■ **EXERCISE REQUIREMENTS**
Pick out each row below that contains the word "light" and copy it in full.

(Rows for bounding box labeling)
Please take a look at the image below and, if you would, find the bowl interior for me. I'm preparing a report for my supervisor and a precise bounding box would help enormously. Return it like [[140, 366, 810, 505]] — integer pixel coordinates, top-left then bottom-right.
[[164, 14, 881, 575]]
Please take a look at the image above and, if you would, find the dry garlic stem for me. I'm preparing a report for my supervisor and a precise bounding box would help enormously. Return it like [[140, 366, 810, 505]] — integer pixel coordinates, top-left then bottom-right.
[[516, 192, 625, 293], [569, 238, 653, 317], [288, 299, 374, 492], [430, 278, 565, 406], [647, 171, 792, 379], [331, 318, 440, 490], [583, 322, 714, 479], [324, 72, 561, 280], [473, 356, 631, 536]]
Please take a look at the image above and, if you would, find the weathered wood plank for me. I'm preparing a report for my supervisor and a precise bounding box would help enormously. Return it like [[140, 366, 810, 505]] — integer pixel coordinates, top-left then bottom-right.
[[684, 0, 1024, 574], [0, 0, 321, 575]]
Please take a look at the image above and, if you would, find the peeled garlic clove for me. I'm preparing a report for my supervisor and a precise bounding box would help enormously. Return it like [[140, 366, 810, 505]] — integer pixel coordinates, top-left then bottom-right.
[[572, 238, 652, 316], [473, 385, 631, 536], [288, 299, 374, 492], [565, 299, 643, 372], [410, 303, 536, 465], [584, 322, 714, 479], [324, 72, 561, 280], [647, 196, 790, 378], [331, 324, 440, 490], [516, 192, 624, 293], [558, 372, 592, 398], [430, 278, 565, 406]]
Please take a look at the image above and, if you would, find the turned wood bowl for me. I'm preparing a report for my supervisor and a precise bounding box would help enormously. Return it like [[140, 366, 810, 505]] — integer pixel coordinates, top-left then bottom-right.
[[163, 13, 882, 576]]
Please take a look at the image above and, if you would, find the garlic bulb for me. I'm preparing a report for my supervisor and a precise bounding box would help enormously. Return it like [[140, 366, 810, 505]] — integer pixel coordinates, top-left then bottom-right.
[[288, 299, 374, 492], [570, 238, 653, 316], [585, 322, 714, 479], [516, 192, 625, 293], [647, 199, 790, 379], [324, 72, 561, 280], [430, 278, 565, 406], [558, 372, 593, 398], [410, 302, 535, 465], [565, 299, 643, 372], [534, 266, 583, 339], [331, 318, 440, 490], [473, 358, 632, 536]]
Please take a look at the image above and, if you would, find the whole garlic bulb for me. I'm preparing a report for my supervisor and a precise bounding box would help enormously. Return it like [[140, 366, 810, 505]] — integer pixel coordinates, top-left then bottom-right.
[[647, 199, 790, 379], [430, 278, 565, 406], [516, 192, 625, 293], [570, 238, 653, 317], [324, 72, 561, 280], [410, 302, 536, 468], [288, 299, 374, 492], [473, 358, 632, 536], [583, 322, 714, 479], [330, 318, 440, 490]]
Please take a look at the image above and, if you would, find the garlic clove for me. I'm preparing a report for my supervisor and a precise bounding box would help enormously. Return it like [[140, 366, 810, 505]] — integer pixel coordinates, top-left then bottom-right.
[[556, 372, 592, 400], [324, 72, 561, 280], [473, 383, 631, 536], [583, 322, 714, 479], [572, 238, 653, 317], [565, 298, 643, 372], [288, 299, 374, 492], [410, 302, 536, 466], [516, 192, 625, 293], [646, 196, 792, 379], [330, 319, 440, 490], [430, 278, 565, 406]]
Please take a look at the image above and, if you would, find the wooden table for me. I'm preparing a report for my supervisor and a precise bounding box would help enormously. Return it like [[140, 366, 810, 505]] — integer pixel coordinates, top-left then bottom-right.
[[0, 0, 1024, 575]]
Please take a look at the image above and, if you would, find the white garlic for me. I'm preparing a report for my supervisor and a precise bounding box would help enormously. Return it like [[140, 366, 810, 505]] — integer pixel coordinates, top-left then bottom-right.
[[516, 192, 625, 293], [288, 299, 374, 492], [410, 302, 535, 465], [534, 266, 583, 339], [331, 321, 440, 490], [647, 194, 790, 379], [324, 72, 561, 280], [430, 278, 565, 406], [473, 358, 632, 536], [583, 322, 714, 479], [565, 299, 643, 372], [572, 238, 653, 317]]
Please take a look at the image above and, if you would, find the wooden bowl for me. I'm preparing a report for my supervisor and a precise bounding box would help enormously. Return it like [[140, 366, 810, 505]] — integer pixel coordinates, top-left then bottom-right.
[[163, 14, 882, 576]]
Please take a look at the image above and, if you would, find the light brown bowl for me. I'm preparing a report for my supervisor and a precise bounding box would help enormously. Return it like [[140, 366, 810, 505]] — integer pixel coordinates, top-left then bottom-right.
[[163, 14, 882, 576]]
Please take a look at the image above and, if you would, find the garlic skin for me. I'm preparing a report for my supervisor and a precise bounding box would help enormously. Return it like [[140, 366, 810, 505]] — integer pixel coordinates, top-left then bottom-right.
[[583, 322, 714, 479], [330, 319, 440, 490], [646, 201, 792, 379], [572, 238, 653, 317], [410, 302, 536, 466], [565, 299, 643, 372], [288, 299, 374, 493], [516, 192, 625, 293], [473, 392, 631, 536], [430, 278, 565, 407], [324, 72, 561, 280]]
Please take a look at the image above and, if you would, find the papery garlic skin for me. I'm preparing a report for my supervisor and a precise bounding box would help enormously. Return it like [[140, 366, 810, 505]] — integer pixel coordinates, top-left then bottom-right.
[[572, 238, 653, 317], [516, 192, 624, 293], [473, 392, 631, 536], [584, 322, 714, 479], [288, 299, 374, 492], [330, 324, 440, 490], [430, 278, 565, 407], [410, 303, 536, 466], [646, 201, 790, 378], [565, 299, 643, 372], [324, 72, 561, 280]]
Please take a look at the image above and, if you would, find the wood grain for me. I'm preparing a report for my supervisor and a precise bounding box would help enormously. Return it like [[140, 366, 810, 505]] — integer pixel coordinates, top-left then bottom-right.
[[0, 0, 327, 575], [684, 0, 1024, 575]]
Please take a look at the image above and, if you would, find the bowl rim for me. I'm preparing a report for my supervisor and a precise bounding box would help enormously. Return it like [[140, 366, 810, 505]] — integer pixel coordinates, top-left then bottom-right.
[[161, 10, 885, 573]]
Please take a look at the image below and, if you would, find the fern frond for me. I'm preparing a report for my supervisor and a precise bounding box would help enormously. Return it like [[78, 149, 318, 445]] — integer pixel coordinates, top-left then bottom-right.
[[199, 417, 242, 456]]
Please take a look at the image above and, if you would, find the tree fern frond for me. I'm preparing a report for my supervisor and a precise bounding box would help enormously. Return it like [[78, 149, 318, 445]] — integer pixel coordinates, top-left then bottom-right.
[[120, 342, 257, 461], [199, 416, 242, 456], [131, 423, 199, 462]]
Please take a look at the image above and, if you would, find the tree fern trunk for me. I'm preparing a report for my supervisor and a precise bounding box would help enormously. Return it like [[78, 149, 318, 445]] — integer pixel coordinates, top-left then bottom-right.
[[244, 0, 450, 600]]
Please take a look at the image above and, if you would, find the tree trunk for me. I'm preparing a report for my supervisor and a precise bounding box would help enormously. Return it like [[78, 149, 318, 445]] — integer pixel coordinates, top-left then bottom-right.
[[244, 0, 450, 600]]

■ **EXERCISE RESPONSE**
Please take a look at the image above and, if you would, find the light brown bowl for me. I'm preparing a report for my supervisor and a precise bounding box would help enormously. Return it like [[140, 366, 810, 505]] — integer pixel coordinates, top-left then bottom-right.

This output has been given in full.